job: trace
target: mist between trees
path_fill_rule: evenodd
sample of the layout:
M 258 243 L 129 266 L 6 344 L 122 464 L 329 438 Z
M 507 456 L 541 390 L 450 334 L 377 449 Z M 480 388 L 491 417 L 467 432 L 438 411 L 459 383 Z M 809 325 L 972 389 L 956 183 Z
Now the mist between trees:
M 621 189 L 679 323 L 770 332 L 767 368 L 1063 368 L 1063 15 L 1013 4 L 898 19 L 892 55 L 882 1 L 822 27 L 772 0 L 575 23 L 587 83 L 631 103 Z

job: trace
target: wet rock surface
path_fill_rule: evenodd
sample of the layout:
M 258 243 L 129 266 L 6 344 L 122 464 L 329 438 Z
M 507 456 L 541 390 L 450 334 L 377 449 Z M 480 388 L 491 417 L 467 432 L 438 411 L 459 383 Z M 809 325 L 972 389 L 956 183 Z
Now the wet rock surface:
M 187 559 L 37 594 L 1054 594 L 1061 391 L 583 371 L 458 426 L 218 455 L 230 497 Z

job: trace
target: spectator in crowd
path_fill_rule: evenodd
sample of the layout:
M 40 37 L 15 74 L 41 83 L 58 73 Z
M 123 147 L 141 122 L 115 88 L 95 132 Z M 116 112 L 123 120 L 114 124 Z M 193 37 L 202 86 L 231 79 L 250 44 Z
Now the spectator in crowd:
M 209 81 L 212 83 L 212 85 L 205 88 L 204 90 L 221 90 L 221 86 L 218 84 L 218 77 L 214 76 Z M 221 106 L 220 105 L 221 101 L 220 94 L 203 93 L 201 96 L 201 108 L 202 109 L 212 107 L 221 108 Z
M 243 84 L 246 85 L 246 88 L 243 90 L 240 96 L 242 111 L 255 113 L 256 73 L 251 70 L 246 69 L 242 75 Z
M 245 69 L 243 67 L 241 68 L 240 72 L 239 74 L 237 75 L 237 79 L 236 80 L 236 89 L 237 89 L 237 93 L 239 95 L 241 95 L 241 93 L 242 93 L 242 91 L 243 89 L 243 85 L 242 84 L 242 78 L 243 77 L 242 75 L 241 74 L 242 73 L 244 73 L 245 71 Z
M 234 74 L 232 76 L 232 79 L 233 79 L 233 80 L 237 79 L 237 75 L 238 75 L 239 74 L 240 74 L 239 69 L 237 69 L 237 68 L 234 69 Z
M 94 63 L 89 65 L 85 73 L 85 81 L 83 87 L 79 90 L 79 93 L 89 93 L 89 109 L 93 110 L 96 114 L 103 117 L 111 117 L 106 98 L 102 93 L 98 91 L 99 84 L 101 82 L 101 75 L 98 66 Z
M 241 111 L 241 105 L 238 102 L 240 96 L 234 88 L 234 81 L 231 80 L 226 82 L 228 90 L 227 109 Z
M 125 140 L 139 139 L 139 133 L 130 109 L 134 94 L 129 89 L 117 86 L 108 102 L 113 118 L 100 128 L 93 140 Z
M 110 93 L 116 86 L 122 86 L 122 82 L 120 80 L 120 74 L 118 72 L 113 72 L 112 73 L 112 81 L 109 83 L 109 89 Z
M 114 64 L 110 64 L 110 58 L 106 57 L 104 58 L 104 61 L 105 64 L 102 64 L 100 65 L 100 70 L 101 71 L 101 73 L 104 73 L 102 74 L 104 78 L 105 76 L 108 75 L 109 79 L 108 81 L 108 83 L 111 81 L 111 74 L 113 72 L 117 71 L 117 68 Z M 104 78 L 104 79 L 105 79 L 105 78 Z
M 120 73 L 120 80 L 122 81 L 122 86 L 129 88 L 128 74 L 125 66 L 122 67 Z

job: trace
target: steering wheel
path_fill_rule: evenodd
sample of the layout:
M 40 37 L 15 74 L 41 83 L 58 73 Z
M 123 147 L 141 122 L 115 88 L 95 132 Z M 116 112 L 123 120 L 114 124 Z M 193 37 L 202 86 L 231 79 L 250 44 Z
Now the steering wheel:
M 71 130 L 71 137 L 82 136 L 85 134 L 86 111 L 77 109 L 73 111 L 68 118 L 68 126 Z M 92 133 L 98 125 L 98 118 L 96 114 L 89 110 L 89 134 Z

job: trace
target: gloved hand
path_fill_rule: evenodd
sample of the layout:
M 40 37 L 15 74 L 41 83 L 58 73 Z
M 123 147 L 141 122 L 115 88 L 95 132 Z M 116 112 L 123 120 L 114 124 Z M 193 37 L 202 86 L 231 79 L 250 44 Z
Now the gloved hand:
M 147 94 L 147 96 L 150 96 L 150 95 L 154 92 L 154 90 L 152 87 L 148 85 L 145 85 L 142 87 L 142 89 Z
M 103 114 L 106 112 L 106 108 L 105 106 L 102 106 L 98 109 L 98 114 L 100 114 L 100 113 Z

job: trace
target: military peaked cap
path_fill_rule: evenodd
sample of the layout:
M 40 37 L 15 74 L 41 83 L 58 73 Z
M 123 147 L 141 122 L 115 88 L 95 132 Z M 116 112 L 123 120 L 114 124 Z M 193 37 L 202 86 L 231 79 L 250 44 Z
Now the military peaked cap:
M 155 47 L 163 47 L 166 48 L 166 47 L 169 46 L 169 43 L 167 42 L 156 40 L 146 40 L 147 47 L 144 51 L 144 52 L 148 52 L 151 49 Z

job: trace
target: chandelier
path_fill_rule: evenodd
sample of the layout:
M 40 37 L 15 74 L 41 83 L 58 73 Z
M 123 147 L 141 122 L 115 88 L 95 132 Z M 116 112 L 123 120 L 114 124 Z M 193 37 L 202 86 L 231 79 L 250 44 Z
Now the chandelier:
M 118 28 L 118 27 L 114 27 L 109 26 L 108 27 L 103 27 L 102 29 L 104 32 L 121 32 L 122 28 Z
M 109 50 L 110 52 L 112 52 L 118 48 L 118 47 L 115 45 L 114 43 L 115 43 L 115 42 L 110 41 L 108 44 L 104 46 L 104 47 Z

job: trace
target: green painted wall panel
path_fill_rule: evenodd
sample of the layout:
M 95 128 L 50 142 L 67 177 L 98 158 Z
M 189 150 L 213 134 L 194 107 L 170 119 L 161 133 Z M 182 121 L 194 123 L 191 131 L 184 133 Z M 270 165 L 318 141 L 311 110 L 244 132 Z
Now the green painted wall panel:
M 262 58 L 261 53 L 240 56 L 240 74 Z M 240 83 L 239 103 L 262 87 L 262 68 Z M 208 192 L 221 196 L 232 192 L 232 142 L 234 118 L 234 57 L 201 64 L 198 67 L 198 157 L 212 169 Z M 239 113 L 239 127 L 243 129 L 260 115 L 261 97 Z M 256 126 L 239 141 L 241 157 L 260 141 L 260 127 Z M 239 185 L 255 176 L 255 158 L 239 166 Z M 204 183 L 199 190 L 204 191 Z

○ ○ ○ ○

--- PROBLEM TO WORK ON ---
Copy the material from its first line through the line containing "M 621 189 L", inclusive. Multiply every coordinate in the answer outlines by 2.45 and round to whole numbers, with halves rounding up. Leave the requests and their sample outlines unchanged.

--- ANSWER TO THIS PROBLEM ---
job: trace
target: mist between trees
path_fill_rule: evenodd
sample of the layout:
M 258 243 L 129 266 L 6 344 L 122 464 L 329 438 Z
M 507 456 L 541 390 L 450 334 L 377 449 Z M 480 388 L 491 417 L 467 432 L 438 411 L 459 383 Z M 809 325 L 972 389 L 956 183 Z
Now the mist between trees:
M 1521 463 L 1664 791 L 1887 813 L 1879 902 L 2604 902 L 2604 37 L 2482 10 L 2200 47 L 2185 135 L 2161 2 L 2014 66 L 1891 0 L 1409 56 L 1438 203 L 1546 252 Z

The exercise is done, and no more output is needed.